PROBLEMS TO WORK ON:
**A.** Please copy the RV living post word for word, from "I love my hubby." up to and including "RV together), etc.".
**B.** Write what comes next in the RV living post, picking up after its last sentence.

DOCUMENT SECTION:
I am a positive person, always looking on the bright side. We have been RV living for 18 months and it has been amazing. It really has, but there are some things that I HATE about it. Why am sharing these things with you? I want you to be prepared if you are researching RV living or want you to know that you are not alone if you are already on the road and hating some aspects of it. In any event, I feel it is important to be transparent about RV living and that includes sharing what I hate about it. The kids and Robert probably have their own list of things that they hate too. So, here goes…

Here’s a quick run down of the 5 things I hate about RV living:

  1. Missing friends and family

  2. Lack of cheap unlimited internet

  3. Limited or Absolutely zero date nights

  4. Not having a laundry room

  5. Struggling to balance work and play

1 – Missing Friends and Family

RV living means leaving your friends and family behind. It means moving around. It means uprooting your life, packing into a tiny home on wheels and setting out for adventure. We had resettled in my hometown after our youngest was born. In three years we made amazing friends that we saw on nearly a daily basis. I was able able to reconnect with a childhood friend. Things were going so well. We were home. We were five minutes away from my parents. I had the support system that helped me get my 20 hours in each week. Then we left. Having said all that, we do make it home quite a bit, probably every 3 months and we tend to reconnect with our great friends and our family. We have also made many new friends on the road and there is a huge sense of community with others on the road. Still, there is no place like home and the people that you share so many beautiful moments with. RV Living

2 – Lack of Cheap Unlimited Internet

Okay, I know you are wondering why I care about internet access when this life is all about simplification and enjoying the great outdoors… It is about enjoying nature and simplicity, however, we still work and look after the kids education. I specifically work remotely from home, and also have a blog, a YouTube channel and we all love to watch YouTube and Netflix… let’s not forget gaming and homeschooling.  We prefer watching PBS, but sometimes can’t get antenna reception. RV living for us means we want the best of the great outdoors AND connectivity and access to all things internet. We have a Verizon hotspot which gives us 200gb of data. It sounds like a lot and it is, but not when its raining outside and we all want to watch something on our devices or when we are sick and want to binge watch Sherlock on Netflix. Yes we can read books, play board games and build with LEGOs on these rainy days, but after we’ve done all that we still want to watch something. And let’s not forget travel days…the kids are much happier (and so are we) when they can watch YouTube and Netflix while we are driving down the interstate. Anyway, the hotspot costs $185/month. It’s not terribly expensive, but it is when you consider we paid $100/month in our home and could run all the devices and computers with unlimited access.

3 – Limited or Absolutely zero date nights

I love my hubby. We have been married nearly 14 years. When we were in my hometown we were able to go on dates every month, sometimes even more than that. It was fantastic. We enjoyed 3 years of that before RV living. As soon as we started on this journey, the dates ended. Twenty-six feet of living with 2 kids is great, but I miss quiet time with my husband. Whenever we go home we try to get a date night or two in, but we don’t always get to. Now that the kids are getting a tiny bit older, we can leave them in the RV with walkie talkies and take short walks. Even that 30 minute walk helps us reconnect and helps keep our marriage and relationship strong. We are learning to be creative: coffee time in the mornings, walks on a beautiful day, text messages (yes, even when we are in the RV together), etc.

EXTRACTED MATERIAL:
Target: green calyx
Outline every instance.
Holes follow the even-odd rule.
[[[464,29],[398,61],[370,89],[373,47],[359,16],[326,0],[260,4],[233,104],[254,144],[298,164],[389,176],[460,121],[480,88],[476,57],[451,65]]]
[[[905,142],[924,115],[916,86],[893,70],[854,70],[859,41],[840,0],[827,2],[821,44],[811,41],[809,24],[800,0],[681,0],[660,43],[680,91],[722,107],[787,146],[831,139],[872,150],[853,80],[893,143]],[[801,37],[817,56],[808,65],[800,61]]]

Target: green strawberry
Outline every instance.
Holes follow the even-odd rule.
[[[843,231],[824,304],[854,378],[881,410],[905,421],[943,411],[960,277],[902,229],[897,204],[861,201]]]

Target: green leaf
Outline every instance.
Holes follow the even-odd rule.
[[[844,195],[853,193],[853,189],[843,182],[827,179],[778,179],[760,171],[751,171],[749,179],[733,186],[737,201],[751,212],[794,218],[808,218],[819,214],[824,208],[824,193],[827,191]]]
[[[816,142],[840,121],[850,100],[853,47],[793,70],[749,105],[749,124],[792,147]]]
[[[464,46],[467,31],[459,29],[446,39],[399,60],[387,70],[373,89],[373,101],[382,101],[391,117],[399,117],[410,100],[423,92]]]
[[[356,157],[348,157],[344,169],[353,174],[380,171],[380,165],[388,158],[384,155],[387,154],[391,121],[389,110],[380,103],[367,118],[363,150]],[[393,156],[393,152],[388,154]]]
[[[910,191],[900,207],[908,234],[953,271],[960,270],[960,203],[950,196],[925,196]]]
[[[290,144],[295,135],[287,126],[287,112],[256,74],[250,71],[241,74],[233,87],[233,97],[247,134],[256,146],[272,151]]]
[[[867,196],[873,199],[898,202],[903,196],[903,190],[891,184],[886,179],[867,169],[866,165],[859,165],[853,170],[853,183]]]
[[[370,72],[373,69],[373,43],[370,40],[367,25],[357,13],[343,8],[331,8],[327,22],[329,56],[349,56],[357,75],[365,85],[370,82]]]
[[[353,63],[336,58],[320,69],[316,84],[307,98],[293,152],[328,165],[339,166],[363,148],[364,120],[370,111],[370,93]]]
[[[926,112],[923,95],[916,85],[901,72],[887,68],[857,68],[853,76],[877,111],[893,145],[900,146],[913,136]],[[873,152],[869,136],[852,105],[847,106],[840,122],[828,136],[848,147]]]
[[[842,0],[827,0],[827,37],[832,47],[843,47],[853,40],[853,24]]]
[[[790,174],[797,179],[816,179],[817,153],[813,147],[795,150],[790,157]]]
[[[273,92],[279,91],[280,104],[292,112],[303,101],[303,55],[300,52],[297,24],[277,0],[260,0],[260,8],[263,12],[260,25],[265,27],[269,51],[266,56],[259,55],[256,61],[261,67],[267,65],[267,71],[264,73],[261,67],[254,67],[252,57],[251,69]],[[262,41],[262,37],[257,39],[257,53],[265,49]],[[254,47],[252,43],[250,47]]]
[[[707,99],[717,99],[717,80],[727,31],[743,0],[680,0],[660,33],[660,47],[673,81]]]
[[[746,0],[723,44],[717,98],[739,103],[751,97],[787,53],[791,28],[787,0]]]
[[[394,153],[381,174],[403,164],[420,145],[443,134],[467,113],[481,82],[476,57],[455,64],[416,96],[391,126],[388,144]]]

OUTPUTS:
**A.**
I love my hubby. We have been married nearly 14 years. When we were in my hometown we were able to go on dates every month, sometimes even more than that. It was fantastic. We enjoyed 3 years of that before RV living. As soon as we started on this journey, the dates ended. Twenty-six feet of living with 2 kids is great, but I miss quiet time with my husband. Whenever we go home we try to get a date night or two in, but we don’t always get to. Now that the kids are getting a tiny bit older, we can leave them in the RV with walkie talkies and take short walks. Even that 30 minute walk helps us reconnect and helps keep our marriage and relationship strong. We are learning to be creative: coffee time in the mornings, walks on a beautiful day, text messages (yes, even when we are in the RV together), etc.

**B.**
RV Living

4 – Not Having a Laundry Room

I never knew how much I loved my laundry room until I didn’t have one. This the first time in 30 years that I have not had a laundry room!! There is nothing like having a place where you can dump dirty laundry and walk away knowing you won’t be tripping over it every 10 minutes. RV living means getting creative with the dirty laundry. Even if you have an on-board washer and dryer, you still have a very small space to store and process laundry. We don’t have a washer or dryer. This means it is the laundromat for us. We prefer using the onsite laundry facilities since they are close to our RV and support the RV park where we are staying, especially if it is a privately owned park. On occasion we have used public laundromats, but that means driving somewhere for several hours, although it might save us a bit of a money. On rare occasions we find ourselves hand-washing a few things or only washing and not drying the clothes (saves money). We have survived so far, but I find myself searching amazon for portable washing machines at least once a month…

5 – Struggling to Balance Work & Play

Balancing work and play is not anything new, but RV living definitely makes the struggle harder for me. There are days where I am inside the RV working, looking out the window at the beauty that surrounds me…and I want to be outside playing, but I have to work. I see people riding their bikes around the campground, my kids go swimming, and I’m working. I try hard to take a day off here and there or try to set up my schedule so that I’m working in the morning and night so I have my afternoons free to enjoy life. The reality is that I’m always behind on my work (30 hours a week that doesn’t include work on our personal blog, YouTube channel and other projects). Sometimes my only days off are travel days which consist mainly of driving and meeting the needs of the kids. Some days I look back on my week and realize that I haven’t done any of the fun things I thought I would. I haven’t found the solution…but I haven’t given up!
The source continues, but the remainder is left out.